**REQUIREMENT:**
Gather every line in the rows below that contains the string "ceiling". Case counts, so a line matches only if it has that string in the same capitalization.
[START]
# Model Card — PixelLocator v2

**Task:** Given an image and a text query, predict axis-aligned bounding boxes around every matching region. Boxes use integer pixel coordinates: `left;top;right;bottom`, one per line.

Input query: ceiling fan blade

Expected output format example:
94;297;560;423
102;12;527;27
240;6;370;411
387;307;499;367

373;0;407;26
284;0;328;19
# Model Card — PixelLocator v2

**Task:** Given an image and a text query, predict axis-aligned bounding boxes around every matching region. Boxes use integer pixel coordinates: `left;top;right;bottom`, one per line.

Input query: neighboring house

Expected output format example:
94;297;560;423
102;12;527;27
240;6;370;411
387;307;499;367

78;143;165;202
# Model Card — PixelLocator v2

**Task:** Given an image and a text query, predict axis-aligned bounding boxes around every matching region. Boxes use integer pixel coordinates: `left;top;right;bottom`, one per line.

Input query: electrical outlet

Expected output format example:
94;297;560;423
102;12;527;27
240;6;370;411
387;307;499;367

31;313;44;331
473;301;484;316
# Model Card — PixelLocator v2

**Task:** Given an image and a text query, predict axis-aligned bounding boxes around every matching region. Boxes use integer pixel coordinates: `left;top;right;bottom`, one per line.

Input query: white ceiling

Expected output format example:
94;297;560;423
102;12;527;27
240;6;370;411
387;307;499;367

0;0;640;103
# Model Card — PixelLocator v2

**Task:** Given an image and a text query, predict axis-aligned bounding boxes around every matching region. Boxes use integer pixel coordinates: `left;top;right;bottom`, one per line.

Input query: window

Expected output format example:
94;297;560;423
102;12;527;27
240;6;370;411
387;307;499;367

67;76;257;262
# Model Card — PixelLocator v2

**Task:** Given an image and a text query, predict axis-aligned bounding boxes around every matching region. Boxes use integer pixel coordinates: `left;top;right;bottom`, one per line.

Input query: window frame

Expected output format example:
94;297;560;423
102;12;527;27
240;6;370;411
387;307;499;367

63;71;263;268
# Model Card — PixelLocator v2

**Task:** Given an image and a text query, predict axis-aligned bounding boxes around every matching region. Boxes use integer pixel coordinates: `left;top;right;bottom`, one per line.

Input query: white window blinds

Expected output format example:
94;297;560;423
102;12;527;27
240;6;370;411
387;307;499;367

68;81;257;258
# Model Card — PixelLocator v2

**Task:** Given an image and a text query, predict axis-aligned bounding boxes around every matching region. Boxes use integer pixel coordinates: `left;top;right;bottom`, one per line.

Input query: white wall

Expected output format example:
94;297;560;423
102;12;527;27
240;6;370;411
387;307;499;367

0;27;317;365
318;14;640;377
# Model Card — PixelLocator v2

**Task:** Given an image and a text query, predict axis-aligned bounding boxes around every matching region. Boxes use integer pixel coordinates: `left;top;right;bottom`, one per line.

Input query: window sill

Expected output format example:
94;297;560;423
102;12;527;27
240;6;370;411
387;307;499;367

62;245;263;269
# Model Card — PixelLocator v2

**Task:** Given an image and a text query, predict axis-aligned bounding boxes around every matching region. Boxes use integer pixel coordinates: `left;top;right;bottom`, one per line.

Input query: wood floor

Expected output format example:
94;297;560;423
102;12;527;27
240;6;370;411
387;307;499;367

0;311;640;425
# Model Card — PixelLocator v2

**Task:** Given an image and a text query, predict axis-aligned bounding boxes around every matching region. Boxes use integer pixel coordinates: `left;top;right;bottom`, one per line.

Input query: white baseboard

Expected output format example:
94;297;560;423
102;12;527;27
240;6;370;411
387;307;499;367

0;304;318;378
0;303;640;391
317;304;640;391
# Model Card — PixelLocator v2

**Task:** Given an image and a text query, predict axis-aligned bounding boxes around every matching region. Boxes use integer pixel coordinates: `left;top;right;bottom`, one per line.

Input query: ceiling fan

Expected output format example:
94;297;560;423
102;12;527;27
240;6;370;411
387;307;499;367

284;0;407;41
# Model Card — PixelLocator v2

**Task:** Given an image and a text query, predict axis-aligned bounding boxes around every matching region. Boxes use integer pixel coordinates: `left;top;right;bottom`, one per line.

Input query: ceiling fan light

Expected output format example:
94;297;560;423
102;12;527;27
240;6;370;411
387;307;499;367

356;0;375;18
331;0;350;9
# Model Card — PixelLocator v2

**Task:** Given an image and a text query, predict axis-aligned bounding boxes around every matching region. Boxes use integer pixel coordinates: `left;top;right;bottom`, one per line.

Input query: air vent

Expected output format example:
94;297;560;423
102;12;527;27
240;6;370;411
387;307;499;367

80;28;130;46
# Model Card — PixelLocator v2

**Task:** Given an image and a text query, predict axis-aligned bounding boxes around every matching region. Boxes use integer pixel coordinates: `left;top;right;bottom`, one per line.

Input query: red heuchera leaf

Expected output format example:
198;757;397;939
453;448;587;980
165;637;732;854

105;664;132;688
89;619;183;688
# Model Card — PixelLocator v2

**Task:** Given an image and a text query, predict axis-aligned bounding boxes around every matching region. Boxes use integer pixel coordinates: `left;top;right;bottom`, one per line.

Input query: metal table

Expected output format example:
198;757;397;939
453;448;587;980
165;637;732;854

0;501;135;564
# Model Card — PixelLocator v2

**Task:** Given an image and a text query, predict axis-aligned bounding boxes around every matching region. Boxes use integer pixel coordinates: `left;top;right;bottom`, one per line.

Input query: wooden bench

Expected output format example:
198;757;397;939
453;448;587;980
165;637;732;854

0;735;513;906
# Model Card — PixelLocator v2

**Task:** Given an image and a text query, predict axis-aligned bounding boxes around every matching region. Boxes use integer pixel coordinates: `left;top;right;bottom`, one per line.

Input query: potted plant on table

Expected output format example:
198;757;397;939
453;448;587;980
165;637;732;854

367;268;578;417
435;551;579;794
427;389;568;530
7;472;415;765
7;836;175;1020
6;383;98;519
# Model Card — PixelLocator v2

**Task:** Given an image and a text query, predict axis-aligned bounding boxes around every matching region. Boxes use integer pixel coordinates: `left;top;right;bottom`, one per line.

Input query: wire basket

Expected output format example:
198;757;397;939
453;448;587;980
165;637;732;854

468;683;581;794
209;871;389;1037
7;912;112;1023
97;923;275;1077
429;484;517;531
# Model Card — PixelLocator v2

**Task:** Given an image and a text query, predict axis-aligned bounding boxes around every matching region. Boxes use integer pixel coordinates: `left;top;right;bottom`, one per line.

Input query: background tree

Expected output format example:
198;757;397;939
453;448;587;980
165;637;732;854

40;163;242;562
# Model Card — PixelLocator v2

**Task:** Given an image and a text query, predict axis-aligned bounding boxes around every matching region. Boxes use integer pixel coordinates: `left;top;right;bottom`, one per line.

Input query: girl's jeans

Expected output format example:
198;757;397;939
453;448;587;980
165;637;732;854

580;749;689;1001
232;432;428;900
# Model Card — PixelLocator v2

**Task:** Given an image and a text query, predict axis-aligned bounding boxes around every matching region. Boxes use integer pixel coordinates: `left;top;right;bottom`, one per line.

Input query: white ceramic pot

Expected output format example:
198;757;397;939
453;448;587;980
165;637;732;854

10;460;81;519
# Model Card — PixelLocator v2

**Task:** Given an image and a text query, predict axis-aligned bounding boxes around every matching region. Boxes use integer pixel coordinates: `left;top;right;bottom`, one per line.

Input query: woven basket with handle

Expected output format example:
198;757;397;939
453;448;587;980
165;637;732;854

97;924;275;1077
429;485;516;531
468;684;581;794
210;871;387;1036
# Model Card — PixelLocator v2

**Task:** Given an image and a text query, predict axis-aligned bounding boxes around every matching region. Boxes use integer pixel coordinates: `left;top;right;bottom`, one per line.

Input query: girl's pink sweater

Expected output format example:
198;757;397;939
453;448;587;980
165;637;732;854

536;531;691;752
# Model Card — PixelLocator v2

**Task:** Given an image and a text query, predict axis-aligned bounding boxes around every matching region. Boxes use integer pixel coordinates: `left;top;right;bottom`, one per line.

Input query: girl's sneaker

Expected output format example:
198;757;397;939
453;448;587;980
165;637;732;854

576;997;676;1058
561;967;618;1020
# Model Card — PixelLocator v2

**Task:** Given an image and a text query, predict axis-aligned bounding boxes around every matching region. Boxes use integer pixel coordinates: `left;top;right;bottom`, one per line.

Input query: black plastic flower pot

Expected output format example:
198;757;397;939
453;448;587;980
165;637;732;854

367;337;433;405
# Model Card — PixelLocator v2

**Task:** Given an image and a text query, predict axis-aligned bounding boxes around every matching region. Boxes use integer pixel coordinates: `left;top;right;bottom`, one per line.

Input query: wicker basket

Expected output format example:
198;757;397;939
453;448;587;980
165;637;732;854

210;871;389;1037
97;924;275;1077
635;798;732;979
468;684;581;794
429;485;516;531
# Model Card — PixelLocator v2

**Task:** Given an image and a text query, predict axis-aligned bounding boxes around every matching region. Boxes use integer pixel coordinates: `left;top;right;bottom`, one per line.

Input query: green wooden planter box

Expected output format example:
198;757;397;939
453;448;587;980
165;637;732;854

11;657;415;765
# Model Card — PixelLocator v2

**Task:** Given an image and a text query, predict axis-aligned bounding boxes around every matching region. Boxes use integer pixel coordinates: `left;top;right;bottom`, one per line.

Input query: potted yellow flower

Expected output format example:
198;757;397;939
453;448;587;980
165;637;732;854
[END]
**EXERCISE OUTPUT:**
Input query: ceiling fan blade
Input query: white ceiling
Input query: ceiling fan
Input query: ceiling fan light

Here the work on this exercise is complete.